[Point-per-instance localization data]
┏━━
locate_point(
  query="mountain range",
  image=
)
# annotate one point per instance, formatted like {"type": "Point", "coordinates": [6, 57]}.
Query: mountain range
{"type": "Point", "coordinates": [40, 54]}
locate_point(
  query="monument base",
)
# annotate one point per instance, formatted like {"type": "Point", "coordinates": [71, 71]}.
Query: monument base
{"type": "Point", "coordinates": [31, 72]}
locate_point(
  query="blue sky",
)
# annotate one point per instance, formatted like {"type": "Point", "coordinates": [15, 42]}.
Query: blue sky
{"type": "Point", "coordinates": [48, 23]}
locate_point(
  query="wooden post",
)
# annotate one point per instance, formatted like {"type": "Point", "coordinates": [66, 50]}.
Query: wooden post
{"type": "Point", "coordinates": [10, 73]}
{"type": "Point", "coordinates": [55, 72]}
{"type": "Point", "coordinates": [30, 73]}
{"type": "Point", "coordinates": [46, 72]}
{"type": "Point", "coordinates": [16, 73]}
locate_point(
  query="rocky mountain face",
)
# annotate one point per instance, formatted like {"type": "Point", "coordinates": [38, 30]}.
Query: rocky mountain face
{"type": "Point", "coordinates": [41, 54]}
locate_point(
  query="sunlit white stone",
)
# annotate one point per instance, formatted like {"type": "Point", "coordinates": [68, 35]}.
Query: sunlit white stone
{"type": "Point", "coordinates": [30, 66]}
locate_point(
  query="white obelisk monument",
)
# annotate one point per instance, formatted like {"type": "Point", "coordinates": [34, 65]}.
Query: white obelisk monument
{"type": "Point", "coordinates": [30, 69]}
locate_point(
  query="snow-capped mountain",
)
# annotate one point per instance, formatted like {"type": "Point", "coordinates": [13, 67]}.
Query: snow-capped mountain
┗━━
• _Instructions to follow_: Among the lines of the data, which ones contain the word "capped"? Show them.

• _Problem solution_:
  query="snow-capped mountain",
Query: snow-capped mountain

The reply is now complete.